[[ Data section open ]]
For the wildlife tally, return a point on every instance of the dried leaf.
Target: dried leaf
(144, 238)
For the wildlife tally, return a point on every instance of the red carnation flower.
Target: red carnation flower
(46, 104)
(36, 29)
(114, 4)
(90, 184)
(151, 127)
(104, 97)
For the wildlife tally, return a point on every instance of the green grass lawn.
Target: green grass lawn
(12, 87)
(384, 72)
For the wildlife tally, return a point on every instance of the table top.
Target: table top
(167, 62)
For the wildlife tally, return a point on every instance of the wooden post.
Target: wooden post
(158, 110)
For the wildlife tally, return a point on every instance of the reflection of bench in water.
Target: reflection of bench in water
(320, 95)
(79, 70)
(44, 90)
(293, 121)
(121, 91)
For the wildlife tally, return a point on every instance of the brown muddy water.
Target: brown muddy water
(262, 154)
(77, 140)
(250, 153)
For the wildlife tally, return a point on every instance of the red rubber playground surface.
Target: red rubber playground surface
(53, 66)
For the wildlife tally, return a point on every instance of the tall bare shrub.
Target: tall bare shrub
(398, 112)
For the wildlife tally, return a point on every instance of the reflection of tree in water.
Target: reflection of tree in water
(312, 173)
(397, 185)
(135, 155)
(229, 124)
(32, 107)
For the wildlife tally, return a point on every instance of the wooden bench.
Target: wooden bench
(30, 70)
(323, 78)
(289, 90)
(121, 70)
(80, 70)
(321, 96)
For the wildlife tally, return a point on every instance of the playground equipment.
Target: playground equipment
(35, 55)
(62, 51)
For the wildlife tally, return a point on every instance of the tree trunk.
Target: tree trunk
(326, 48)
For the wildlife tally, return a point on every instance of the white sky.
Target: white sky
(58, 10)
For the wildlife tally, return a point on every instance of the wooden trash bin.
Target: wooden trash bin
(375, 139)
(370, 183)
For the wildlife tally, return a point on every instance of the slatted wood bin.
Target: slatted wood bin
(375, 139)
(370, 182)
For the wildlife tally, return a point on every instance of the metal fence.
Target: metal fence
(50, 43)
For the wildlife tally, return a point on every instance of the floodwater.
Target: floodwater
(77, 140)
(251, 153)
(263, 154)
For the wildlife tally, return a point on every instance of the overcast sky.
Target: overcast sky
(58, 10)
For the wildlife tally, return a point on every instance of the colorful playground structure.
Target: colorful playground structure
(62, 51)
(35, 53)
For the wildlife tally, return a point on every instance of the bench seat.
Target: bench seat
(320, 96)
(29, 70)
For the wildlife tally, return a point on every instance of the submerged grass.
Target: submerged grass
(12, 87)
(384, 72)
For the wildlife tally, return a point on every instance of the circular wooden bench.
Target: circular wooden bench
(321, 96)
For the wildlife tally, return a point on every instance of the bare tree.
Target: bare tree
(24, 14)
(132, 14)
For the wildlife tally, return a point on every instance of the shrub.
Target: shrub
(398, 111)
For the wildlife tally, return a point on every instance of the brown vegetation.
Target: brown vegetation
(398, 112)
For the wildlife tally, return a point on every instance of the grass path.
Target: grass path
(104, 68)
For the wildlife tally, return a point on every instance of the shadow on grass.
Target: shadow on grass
[[ Data section closed ]]
### Task statement
Each record must appear again, word for word.

### Answer box
For the wildlife tally, return a point on every instance of the dried leaf.
Target: dried leaf
(144, 238)
For the wildlife tally, return a point on every instance of the red carnation flower.
Target: red carnation flower
(46, 104)
(36, 29)
(114, 4)
(90, 184)
(151, 127)
(104, 97)
For the wildlife tally, return a point on every instance of the green grass lawn.
Target: green grass lawn
(12, 87)
(384, 72)
For the wildlife tally, return a point on every instance of the table top.
Target: table top
(167, 62)
For the wildlife tally, return a point on every instance of the wooden post.
Target: wooden post
(158, 110)
For the wildlife tally, return a point on every instance of the reflection of bench in water.
Target: reflection of bench in water
(320, 95)
(79, 70)
(44, 90)
(293, 121)
(121, 91)
For the wildlife tally, return a point on every instance of the brown muddy water.
Target: brown muddy water
(262, 154)
(77, 140)
(250, 153)
For the wildlife tally, return a point on every instance of the red rubber playground surface.
Target: red rubber playground surface
(53, 66)
For the wildlife tally, return a point on every instance of the tall bare shrub.
Target: tall bare shrub
(398, 112)
For the wildlife tally, return a point on every instance of the reflection of tree in water.
Target: reflection of tree in water
(312, 173)
(397, 185)
(135, 155)
(229, 124)
(32, 107)
For the wildlife tally, return a point on every instance of the wooden bench.
Target: wooden bench
(30, 70)
(323, 78)
(289, 90)
(121, 70)
(80, 70)
(321, 96)
For the wildlife tally, return a point on every instance of the playground equipment.
Target: playground equipment
(35, 55)
(62, 51)
For the wildlife tally, return a point on every instance of the tree trunk.
Target: tree trunk
(326, 48)
For the wildlife tally, return a point on every instance of the white sky.
Target: white sky
(58, 10)
For the wildlife tally, return a point on every instance of the wooden trash bin.
Target: wooden trash bin
(375, 139)
(370, 183)
For the wildlife tally, return a point on every instance of the slatted wood bin.
Target: slatted wood bin
(375, 139)
(370, 182)
For the wildlife tally, return a point on every instance of the metal fence.
Target: metal fence
(50, 43)
For the wildlife tally, return a point on every instance of the floodwater.
Target: floodwater
(77, 140)
(251, 153)
(263, 154)
For the wildlife tally, return a point on every instance of the overcast sky.
Target: overcast sky
(58, 10)
For the wildlife tally, return a point on every instance of the colorful playground structure.
Target: colorful playground structure
(62, 51)
(35, 53)
For the wildlife tally, return a point on every instance of the bench seat.
Target: bench seat
(320, 96)
(29, 70)
For the wildlife tally, return a point on every instance of the submerged grass.
Target: submerged grass
(12, 87)
(384, 72)
For the wildlife tally, return a point on every instance of the circular wooden bench.
Target: circular wooden bench
(321, 96)
For the wildlife tally, return a point on every instance of the bare tree.
Target: bare tree
(24, 14)
(132, 14)
For the wildlife tally, return a point on every instance of the shrub.
Target: shrub
(398, 111)
For the wildlife tally, return a point on every instance of the brown vegetation.
Target: brown vegetation
(398, 112)
For the wildlife tally, return a point on every instance of the grass path.
Target: grass path
(104, 68)
For the wildlife tally, return a point on every instance of the shadow on grass.
Target: shadow on grass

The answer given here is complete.